The pro-life Susan B. Anthony List launched a $2.5 million ad campaign Wednesday ahead of oral arguments at the Supreme Court for Dobbs v. Jackson Women’s Health.
SBA List’s television and digital ads “highlight scientific advances that reveal the humanity of unborn children and the extremism of U.S. policy that allows unlimited late-term abortion up to birth,” according to a press release.
In one ad, a teenage girl named Annie Fitzgerald expresses gratitude that her birth mother chose adoption instead of abortion.
“My life may not have mattered. I could have been an abortion. I am so grateful,” she said. “I think it’s time that the Supreme Court places limits on abortion…we have sonograms, we have 3D ultrasounds. It’s a human life.”
In a second ad, Dr. John Bruchalski, an OBGYN, described thousands of pain receptors which can be detected in 15-week fetuses. He explained that babies at that stage of development can hear and respond to their mother’s voices.
“I find it amazing that when it comes to the care of human life at its most vulnerable stages we are relying on science and medicine that is over 50 years old,” Bruchalski said. “I think it’s about time for the law to catch up to the science.”

### DATA FOR ANALYSIS
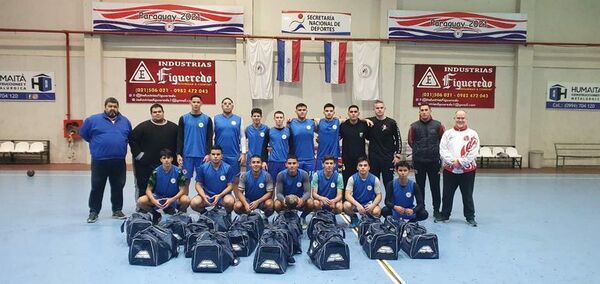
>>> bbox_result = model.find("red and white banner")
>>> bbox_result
[277,39,300,82]
[126,58,216,104]
[92,2,244,35]
[413,64,496,108]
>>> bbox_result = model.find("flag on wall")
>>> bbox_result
[324,41,348,84]
[246,39,273,99]
[277,39,300,82]
[352,42,380,101]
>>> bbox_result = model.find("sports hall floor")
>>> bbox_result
[0,165,600,284]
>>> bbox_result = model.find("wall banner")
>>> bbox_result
[0,71,56,101]
[413,64,496,108]
[281,11,352,36]
[546,81,600,110]
[126,58,216,104]
[92,2,244,35]
[388,10,527,43]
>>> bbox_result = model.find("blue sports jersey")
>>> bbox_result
[352,173,376,204]
[269,127,290,162]
[393,179,416,219]
[244,170,269,202]
[317,118,340,163]
[215,114,242,159]
[281,169,304,198]
[196,162,234,197]
[182,113,212,158]
[290,118,315,161]
[316,170,338,199]
[246,123,269,161]
[154,165,181,197]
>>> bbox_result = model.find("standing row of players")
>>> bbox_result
[81,96,480,229]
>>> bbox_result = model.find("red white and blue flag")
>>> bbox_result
[277,39,300,82]
[324,41,348,84]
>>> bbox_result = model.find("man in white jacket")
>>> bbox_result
[435,110,479,227]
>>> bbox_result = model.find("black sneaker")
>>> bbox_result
[163,206,175,215]
[467,218,477,227]
[113,210,127,220]
[433,216,450,223]
[87,212,98,223]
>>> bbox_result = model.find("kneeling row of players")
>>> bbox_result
[121,208,439,274]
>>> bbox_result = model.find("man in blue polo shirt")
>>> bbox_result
[344,157,382,228]
[233,155,273,217]
[316,103,340,170]
[79,97,131,223]
[214,98,246,178]
[381,161,429,222]
[262,110,290,182]
[245,108,269,171]
[137,149,190,224]
[190,145,235,213]
[311,155,344,214]
[288,103,316,174]
[275,154,313,212]
[177,95,213,191]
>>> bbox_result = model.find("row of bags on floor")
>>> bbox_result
[358,215,439,260]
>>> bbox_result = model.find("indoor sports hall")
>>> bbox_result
[0,0,600,283]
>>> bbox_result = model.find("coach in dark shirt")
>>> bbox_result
[367,100,402,184]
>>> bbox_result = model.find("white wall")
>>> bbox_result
[0,0,600,165]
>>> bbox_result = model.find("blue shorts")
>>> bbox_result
[183,157,204,180]
[223,156,240,177]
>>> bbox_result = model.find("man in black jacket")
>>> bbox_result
[408,104,446,218]
[129,104,177,201]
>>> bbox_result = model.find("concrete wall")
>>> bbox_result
[0,0,600,165]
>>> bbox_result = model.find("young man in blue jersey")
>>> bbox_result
[190,145,235,213]
[316,103,340,170]
[245,108,269,171]
[288,103,316,174]
[275,154,313,215]
[233,155,273,217]
[311,155,344,214]
[262,110,290,182]
[344,157,383,228]
[381,161,429,222]
[137,149,190,224]
[214,98,246,178]
[177,95,213,191]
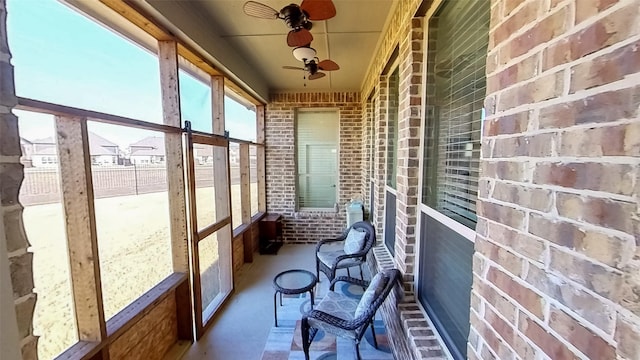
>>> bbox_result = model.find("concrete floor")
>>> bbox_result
[183,245,320,360]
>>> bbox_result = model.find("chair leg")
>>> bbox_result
[300,318,311,360]
[371,319,378,349]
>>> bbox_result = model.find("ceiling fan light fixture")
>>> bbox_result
[293,46,316,62]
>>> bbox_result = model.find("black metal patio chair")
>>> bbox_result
[316,221,376,281]
[301,269,401,360]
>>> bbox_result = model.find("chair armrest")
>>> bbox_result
[303,310,370,330]
[329,276,369,289]
[332,251,367,268]
[316,234,347,252]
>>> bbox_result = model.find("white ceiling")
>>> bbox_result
[146,0,397,91]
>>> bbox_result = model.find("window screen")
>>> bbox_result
[422,1,489,228]
[296,111,339,208]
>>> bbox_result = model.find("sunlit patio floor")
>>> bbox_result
[183,245,390,360]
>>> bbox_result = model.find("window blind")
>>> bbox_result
[423,1,490,228]
[296,111,339,208]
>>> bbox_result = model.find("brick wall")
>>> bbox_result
[469,0,640,359]
[265,92,364,243]
[0,0,38,359]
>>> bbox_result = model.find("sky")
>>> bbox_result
[7,0,256,149]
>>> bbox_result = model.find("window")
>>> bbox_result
[423,2,489,229]
[296,110,340,209]
[417,0,489,359]
[387,67,400,189]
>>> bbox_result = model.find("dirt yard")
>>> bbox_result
[24,185,245,360]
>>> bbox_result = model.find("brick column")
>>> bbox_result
[265,92,363,243]
[373,75,389,243]
[395,18,424,285]
[469,0,640,359]
[0,0,38,359]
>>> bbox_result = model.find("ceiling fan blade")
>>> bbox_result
[287,29,313,47]
[242,1,280,19]
[318,59,340,71]
[300,0,336,20]
[309,73,327,80]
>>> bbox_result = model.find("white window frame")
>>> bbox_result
[294,107,341,212]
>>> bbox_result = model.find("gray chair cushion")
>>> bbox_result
[344,228,367,254]
[318,250,362,269]
[309,291,358,339]
[353,273,387,318]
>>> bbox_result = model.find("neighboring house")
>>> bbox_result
[20,132,119,167]
[193,144,213,165]
[20,137,33,167]
[129,136,165,165]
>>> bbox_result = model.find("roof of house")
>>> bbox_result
[129,136,165,156]
[24,132,118,155]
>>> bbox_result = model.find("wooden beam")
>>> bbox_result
[240,144,251,224]
[256,105,267,213]
[211,76,225,135]
[191,134,229,147]
[100,0,173,40]
[158,40,189,273]
[55,116,107,342]
[16,97,182,134]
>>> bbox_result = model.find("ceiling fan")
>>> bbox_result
[282,45,340,80]
[243,0,336,47]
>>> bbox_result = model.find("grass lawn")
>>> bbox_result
[24,185,246,360]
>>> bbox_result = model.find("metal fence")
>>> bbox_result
[20,164,250,206]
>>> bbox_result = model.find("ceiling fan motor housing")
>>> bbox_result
[280,4,311,30]
[304,60,318,75]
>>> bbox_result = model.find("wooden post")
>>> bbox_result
[256,105,267,213]
[55,116,107,342]
[211,76,233,300]
[158,40,189,274]
[240,144,251,224]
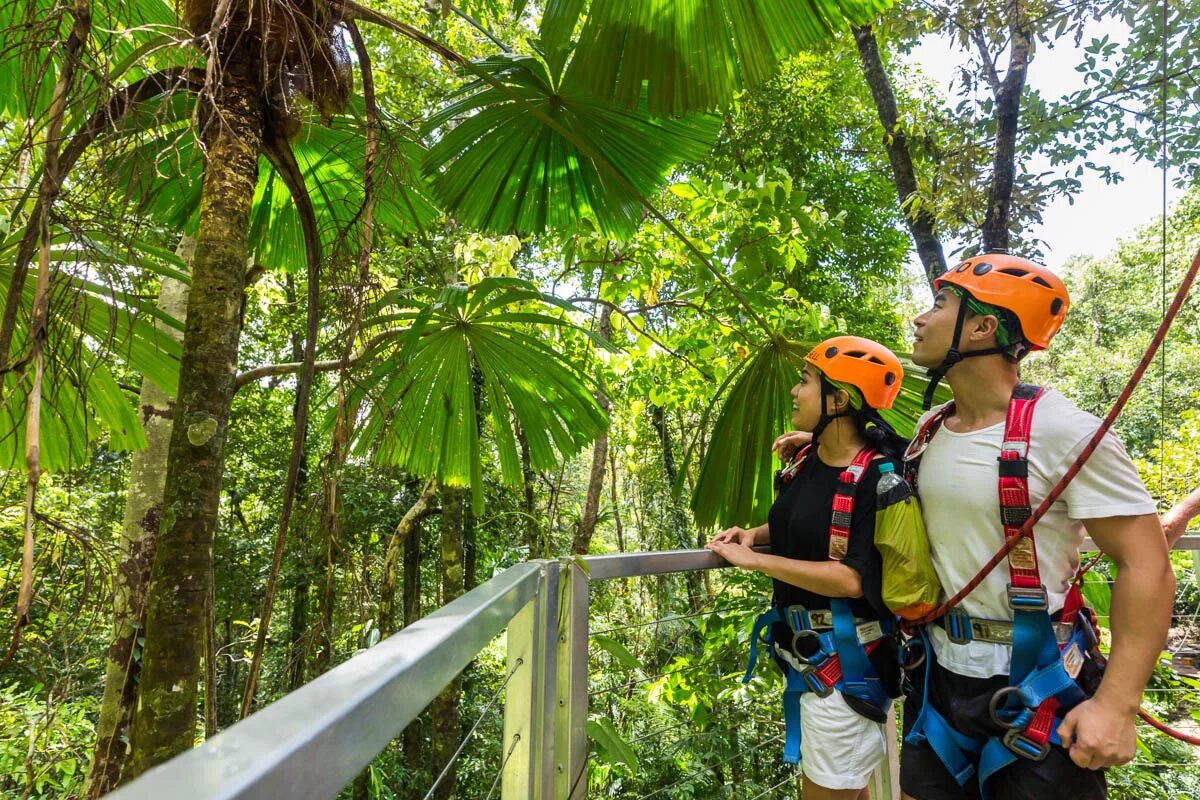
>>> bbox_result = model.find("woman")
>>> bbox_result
[708,336,906,800]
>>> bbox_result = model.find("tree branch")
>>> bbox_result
[233,327,403,391]
[0,67,204,374]
[854,25,946,288]
[983,0,1033,251]
[334,0,467,65]
[967,25,1001,96]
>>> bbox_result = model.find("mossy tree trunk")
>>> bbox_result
[86,237,196,798]
[126,28,264,777]
[430,487,467,800]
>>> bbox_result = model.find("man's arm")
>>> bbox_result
[1163,488,1200,547]
[1058,515,1175,769]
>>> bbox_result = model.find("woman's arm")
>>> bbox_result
[708,539,863,597]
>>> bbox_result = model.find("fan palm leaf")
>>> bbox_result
[0,235,186,471]
[541,0,892,116]
[353,278,607,503]
[425,55,720,239]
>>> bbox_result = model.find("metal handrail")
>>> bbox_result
[108,535,1200,800]
[107,561,546,800]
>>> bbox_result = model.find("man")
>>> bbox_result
[900,253,1175,800]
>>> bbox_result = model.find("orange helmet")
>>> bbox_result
[934,253,1070,350]
[804,336,904,410]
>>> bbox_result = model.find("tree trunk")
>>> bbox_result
[854,25,946,287]
[571,303,612,555]
[379,477,438,638]
[983,0,1033,252]
[204,561,221,739]
[126,25,263,777]
[402,521,424,786]
[85,237,196,798]
[430,487,468,800]
[608,450,625,553]
[241,257,320,718]
[517,425,545,559]
[650,403,701,612]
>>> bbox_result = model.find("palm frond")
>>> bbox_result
[353,278,608,503]
[566,0,893,116]
[425,56,720,239]
[0,235,181,471]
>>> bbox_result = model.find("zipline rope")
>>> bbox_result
[911,251,1200,627]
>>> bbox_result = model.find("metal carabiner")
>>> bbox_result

### TASK GOAL
Continue the news article about the Susan B. Anthony List ad campaign, beginning after its final sentence.

### YOUR RESPONSE
The ads will air on CBS, ABC, NBC, Fox News, Newsmax, CNBC and CNN networks, as well as by text in nine battleground states, the release stated.
One of the campaign’s goals is to ensure that voters in swing states are not in an “informational vacuum” about what overturning Roe means, Tim Edson, national field director at SBA list, said in a press briefing. If Roe is overturned, he expects it to be a driving force in midterm elections in 2022.
“The U.S. is one of seven nations – including China and North Korea – that allow late-term abortion on demand more than halfway through pregnancy, well after unborn babies feel pain,” according to SBA List president Marjorie Dannenfelser. “It’s time to return this issue back to the people to decide through their elected representatives,” she argued.
The Supreme Court will hear oral arguments in Dobbs v. Jackson Women’s Health Dec. 1.